[Object location annotation data]
^^^^^^^^

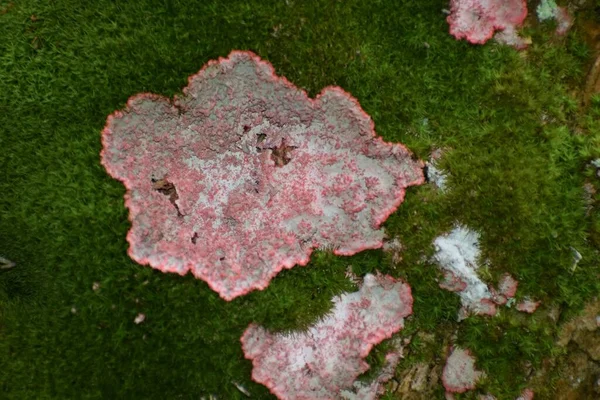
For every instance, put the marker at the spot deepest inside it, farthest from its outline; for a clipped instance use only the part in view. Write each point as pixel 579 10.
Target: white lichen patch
pixel 457 254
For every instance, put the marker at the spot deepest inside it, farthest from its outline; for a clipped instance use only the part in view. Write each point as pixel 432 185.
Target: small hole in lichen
pixel 167 188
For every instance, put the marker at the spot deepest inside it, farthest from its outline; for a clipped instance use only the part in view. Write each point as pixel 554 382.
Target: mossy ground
pixel 518 142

^^^^^^^^

[Work required] Keep every word of the data as it is when you write it out, but drop the pictures.

[Reply to the task]
For every instance, put the marker at the spot deepest inside it, farthest from its outline; for a clipped instance use only the part in view. Write each point as pixel 579 10.
Target: white lichen patch
pixel 457 254
For every instance, put the marker at the spot deepest inside it, farthest from its outline; for a clipped instance use only the part in view. Write each point as pixel 432 185.
Target: small hole in lichen
pixel 167 188
For every instance, put the marker at the spot deepest inside it, farthest from its outline; for a clipped instance use only the part in view. Write each point as pixel 554 382.
Target: mossy ground
pixel 518 142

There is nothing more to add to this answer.